*Try it*: No pictures belong in the copy. Reproduce exactly the lines beginning at the line containing "Target: blurred yellow" and continuing to the end of the entries below.

(Image-grounded pointing data)

········

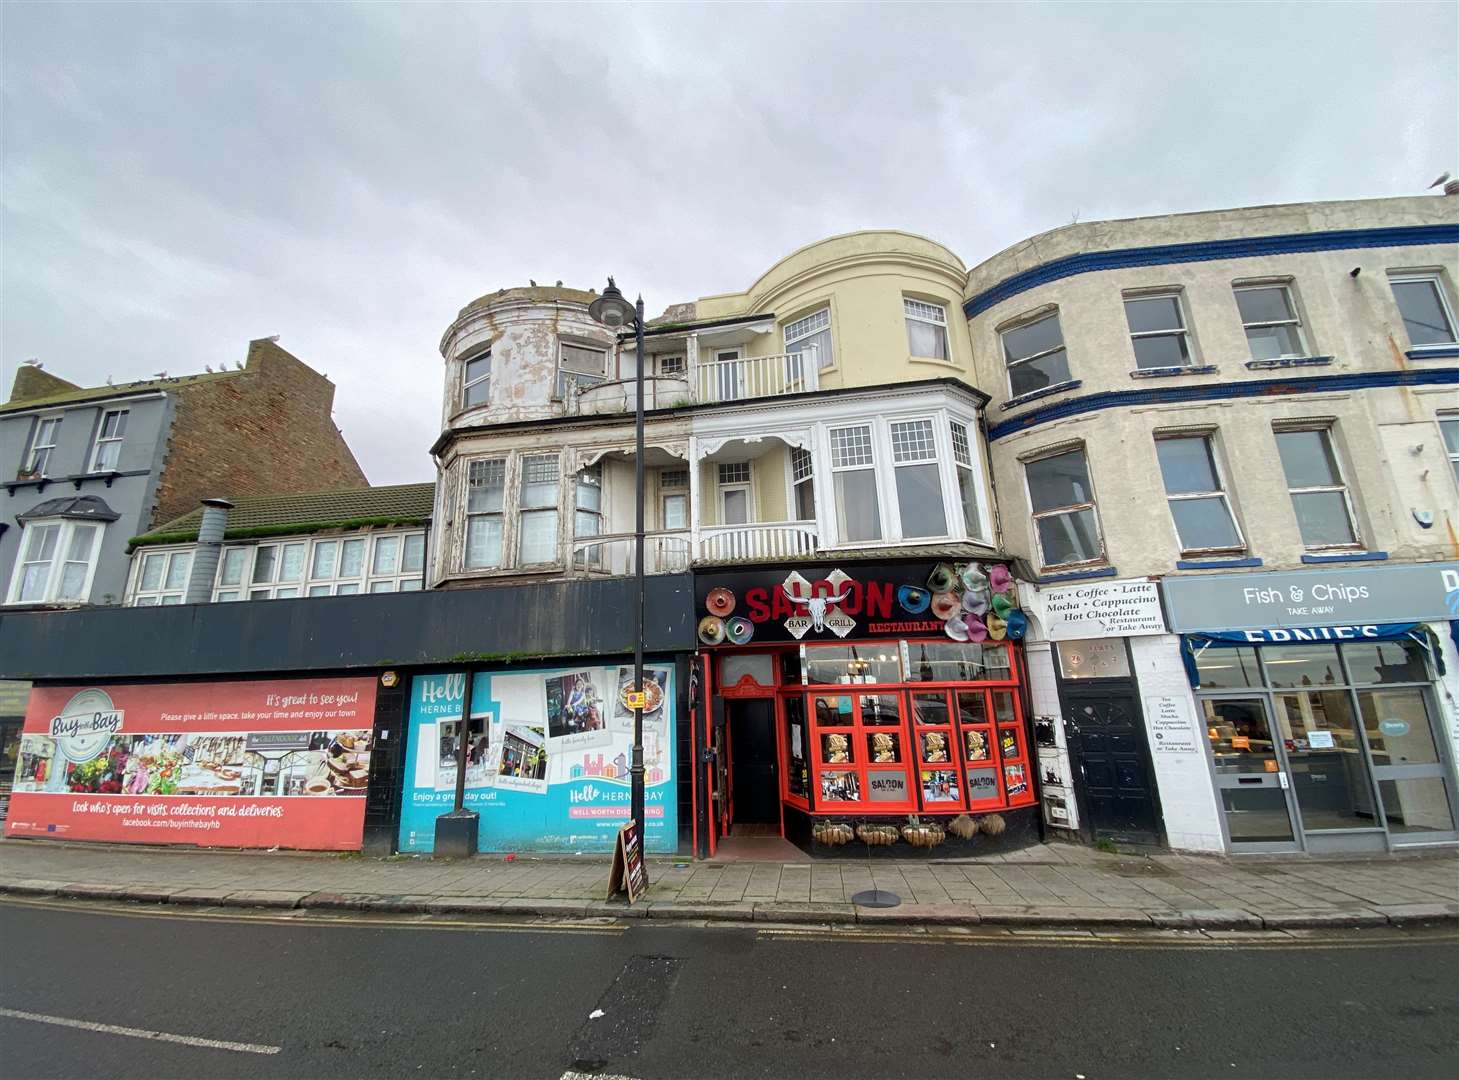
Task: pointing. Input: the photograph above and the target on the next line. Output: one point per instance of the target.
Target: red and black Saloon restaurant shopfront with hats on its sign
(847, 725)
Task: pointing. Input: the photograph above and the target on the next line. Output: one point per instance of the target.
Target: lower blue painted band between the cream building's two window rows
(1223, 392)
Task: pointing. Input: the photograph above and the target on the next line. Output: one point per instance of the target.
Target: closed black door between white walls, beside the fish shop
(1111, 760)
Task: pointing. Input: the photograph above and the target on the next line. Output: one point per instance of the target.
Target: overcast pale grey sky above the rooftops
(182, 179)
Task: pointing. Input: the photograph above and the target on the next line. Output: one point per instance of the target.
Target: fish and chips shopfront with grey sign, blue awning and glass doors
(1326, 736)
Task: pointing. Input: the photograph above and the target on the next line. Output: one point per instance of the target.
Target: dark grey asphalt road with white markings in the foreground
(348, 998)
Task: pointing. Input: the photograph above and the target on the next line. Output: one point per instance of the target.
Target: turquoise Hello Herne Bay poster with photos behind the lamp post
(548, 768)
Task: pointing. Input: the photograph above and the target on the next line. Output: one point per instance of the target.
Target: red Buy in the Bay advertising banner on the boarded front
(250, 764)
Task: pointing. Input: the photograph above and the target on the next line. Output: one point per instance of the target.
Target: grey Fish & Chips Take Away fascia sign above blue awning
(1327, 598)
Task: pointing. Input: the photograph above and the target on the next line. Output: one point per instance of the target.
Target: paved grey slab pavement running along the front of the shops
(1054, 885)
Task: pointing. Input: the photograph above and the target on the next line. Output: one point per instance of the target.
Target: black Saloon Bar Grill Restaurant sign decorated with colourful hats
(967, 602)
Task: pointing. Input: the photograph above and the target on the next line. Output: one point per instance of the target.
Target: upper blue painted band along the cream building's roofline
(1206, 252)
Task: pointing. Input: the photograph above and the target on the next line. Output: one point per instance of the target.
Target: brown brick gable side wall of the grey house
(268, 433)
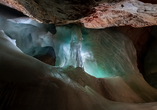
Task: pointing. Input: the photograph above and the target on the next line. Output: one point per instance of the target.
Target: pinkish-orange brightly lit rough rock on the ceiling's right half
(130, 12)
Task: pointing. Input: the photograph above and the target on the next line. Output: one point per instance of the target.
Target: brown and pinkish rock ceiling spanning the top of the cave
(89, 13)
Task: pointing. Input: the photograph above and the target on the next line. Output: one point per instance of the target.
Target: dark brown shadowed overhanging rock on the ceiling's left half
(52, 11)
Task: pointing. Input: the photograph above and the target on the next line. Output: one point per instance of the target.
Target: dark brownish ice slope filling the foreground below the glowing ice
(26, 83)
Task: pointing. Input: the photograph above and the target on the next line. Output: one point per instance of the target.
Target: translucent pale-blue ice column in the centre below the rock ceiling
(67, 45)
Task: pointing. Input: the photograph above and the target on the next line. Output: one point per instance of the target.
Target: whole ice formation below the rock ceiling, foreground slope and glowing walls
(105, 54)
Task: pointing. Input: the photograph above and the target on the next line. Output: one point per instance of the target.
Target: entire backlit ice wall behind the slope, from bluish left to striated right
(101, 53)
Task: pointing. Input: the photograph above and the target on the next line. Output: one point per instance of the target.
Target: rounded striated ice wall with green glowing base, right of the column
(109, 52)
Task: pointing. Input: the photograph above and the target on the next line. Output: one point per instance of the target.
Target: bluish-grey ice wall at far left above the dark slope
(29, 37)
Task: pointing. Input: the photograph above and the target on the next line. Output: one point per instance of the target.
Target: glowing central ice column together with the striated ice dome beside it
(102, 53)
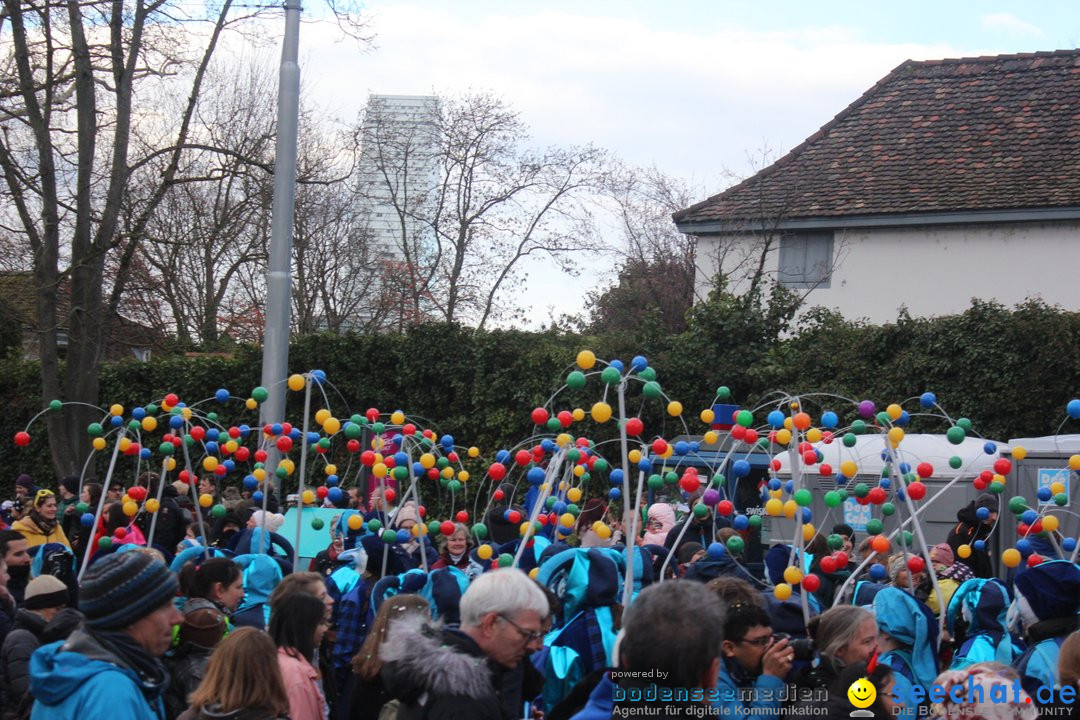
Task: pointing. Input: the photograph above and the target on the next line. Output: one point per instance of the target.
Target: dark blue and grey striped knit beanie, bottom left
(125, 588)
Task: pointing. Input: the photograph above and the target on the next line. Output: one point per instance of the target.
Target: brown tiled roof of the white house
(939, 137)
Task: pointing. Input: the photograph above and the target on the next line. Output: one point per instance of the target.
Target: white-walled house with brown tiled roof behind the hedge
(947, 181)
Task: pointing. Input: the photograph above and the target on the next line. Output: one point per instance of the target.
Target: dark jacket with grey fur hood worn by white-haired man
(440, 674)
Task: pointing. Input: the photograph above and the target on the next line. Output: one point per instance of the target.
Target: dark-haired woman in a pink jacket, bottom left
(298, 626)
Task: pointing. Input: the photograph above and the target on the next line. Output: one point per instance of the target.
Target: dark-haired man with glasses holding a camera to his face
(754, 665)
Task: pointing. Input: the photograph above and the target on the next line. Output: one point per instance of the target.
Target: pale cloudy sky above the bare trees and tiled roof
(693, 87)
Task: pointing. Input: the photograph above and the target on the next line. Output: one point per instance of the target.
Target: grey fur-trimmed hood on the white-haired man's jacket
(421, 659)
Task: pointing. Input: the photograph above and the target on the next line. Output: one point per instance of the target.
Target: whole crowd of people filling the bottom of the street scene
(202, 616)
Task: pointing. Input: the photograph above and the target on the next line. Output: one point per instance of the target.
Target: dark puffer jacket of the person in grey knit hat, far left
(30, 633)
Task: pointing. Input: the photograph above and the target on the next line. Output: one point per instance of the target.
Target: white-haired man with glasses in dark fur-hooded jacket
(472, 671)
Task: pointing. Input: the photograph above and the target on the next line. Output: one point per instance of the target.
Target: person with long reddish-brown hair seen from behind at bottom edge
(242, 682)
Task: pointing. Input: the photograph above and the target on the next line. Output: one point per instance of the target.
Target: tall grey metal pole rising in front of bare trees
(279, 279)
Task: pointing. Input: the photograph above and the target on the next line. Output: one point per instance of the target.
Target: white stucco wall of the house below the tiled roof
(931, 271)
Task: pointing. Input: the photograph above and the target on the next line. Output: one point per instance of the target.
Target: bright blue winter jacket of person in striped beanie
(79, 678)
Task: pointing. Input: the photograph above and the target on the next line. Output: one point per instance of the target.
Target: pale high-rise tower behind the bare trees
(399, 172)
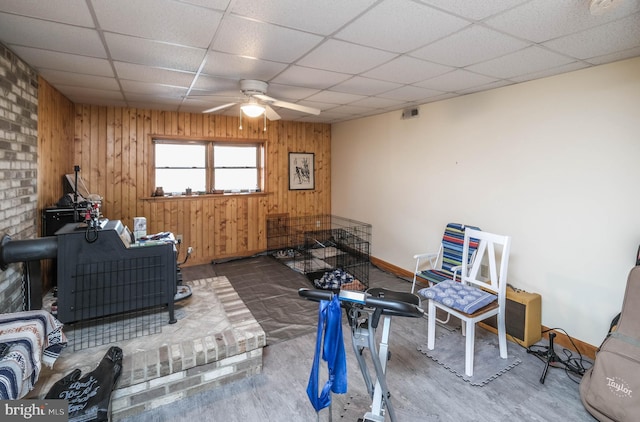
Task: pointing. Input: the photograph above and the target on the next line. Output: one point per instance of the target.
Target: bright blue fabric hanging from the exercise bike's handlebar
(331, 343)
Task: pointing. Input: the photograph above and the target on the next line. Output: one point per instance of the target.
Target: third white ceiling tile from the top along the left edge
(46, 59)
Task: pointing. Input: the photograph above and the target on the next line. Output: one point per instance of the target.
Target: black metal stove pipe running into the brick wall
(26, 250)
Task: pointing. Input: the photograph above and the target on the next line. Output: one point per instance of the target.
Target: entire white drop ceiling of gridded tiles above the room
(377, 54)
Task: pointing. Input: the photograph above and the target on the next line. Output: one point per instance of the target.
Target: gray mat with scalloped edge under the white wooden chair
(449, 351)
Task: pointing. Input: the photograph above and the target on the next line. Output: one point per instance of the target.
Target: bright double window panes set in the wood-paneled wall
(208, 165)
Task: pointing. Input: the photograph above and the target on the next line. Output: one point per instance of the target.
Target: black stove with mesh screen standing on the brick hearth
(101, 273)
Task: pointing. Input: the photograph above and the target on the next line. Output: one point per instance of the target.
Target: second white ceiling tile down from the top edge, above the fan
(263, 41)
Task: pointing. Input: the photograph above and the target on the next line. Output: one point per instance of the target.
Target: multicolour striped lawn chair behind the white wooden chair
(447, 262)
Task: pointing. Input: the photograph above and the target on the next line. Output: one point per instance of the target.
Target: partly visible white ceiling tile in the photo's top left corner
(73, 12)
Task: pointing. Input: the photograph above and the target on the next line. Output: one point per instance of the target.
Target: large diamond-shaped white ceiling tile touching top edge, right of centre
(400, 26)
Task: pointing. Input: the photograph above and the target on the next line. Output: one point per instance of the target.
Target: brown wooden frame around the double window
(209, 143)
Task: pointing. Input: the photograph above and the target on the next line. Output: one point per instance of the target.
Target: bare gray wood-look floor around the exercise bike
(421, 389)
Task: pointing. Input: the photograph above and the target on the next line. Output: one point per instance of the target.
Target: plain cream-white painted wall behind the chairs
(554, 163)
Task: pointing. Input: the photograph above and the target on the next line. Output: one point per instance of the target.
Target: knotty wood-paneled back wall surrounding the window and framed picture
(113, 145)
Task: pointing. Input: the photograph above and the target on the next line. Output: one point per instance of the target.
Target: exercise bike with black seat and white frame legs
(364, 310)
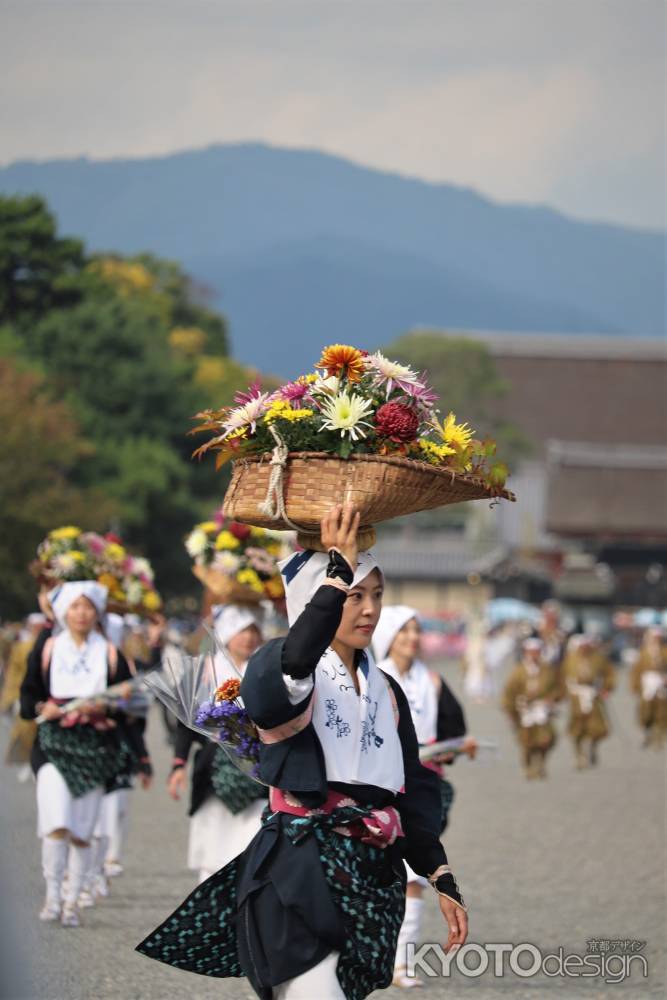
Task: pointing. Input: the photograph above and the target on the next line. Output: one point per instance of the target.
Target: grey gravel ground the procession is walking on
(553, 863)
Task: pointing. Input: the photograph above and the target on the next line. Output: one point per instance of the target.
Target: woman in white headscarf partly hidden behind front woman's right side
(437, 715)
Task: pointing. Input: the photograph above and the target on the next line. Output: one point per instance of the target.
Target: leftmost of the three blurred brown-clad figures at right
(529, 698)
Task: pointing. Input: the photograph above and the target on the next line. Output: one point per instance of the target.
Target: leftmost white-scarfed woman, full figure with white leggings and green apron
(74, 754)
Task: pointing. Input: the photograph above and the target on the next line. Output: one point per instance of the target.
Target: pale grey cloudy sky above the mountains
(553, 101)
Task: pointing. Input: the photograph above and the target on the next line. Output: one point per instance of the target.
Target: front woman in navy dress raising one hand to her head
(314, 905)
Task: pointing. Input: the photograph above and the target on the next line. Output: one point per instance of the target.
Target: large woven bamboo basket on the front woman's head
(313, 482)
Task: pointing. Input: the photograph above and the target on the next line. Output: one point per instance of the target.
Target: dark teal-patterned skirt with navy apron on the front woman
(352, 893)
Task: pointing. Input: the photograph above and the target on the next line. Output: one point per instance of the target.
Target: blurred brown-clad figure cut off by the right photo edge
(648, 680)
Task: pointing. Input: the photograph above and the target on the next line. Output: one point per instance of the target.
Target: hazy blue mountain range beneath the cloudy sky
(300, 248)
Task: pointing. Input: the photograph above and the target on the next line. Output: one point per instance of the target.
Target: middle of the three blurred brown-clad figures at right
(589, 678)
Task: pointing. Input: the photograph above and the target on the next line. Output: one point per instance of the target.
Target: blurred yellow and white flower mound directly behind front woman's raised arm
(235, 561)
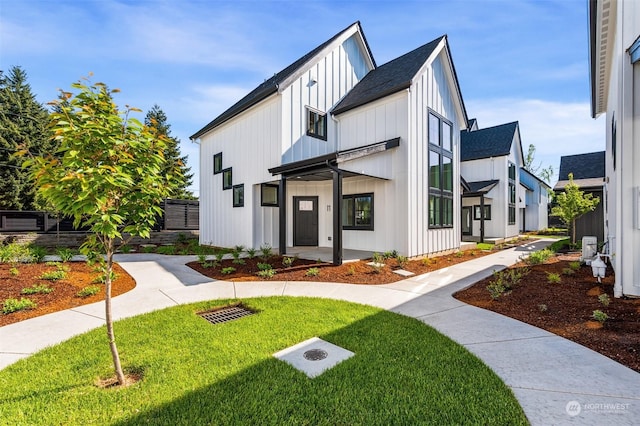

········

*Written answer*:
Target: blurred yellow and white flower mound directly behind front woman's raised arm
(235, 561)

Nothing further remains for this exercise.